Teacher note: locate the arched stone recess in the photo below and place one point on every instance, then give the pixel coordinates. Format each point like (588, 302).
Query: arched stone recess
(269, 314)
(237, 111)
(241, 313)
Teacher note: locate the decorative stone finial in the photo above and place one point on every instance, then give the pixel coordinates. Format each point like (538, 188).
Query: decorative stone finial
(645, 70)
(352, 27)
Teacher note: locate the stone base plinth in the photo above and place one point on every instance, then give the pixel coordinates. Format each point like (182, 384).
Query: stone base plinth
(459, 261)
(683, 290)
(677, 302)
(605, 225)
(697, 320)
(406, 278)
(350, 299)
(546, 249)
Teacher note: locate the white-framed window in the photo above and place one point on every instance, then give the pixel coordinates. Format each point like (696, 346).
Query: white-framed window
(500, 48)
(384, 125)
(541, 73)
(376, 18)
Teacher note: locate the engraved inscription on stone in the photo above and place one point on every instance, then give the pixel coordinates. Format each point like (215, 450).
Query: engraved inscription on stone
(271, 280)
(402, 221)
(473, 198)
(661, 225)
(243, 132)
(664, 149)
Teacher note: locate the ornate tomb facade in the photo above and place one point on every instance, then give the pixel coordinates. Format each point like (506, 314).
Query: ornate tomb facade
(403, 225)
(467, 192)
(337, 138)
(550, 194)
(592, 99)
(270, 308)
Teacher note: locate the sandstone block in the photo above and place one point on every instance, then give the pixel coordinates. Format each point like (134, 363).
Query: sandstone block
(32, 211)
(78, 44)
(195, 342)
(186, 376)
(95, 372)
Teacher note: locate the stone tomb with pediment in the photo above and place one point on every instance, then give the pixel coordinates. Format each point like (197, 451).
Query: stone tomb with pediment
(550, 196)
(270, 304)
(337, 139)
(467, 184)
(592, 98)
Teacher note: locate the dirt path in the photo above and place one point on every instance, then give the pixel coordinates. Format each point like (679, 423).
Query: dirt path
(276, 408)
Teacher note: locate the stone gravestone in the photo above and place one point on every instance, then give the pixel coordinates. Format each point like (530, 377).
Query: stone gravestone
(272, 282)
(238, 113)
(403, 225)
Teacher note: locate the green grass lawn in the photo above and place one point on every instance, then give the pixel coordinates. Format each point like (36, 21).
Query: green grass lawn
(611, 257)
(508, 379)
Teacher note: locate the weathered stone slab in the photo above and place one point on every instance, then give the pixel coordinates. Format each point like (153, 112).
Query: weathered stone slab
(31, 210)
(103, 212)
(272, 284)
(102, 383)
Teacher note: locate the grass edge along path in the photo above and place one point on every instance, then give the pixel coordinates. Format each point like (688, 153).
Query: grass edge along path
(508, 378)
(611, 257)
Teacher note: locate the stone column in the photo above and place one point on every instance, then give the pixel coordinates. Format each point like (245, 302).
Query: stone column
==========
WHAT YOU ARE ASKED TO DO:
Output, unchanged, the lines from the line with "Teacher note: locate the ornate" through the final line of the material.

RESPONSE TO THIS EXERCISE:
Teacher note: locate the ornate tomb facade in the photo above and place one point on every instance, then give the pixel coordinates. Format each point like (506, 314).
Query: ornate tomb facade
(403, 225)
(467, 192)
(337, 138)
(550, 194)
(592, 99)
(270, 308)
Teacher note: locate the sandstone block in the photo above and place one point on every instance, then give the pixel coordinates. Format each point like (134, 363).
Query: sandstone block
(32, 211)
(78, 44)
(195, 342)
(186, 376)
(95, 372)
Teacher note: locate the stone tomb with pediment in the photo above and place one point on every instance, then give the pixel coordinates. Format each point like (197, 451).
Query: stone tomb with pediment
(550, 196)
(270, 304)
(337, 139)
(467, 184)
(592, 98)
Teacher note: locate the dirt path in the photo above and place one point on every instance, then give the pixel coordinates. Format each point like (679, 423).
Query: dirt path
(276, 408)
Teacher note: locate the stone gravestone in the photo above and place one point on every instance, then give the pixel coordinates. Format each point like (530, 377).
Query: stone gravestone
(272, 282)
(238, 113)
(403, 225)
Teacher note: locate the green grass lawn in the photo above and place one point on every instance, then give the pixel coordinates. Format each point like (36, 21).
Query: green grass lawn
(611, 257)
(508, 379)
Teacher note: locate the weathered stone slab in the photo above and place one point on every instance, then give the pixel coordinates. Format each point like (153, 112).
Query: weathered stone slab
(31, 210)
(103, 212)
(272, 284)
(102, 383)
Teacher note: locate the grass edge along path in the photo above and place one point on every instance, then give the pixel coordinates. Format each point like (688, 153).
Query: grass edge along path
(508, 378)
(611, 257)
Teacher note: locate the stone column in the photo above and place one point on every instance, then give the pixel coordinates. Format each point like (245, 302).
Query: stone column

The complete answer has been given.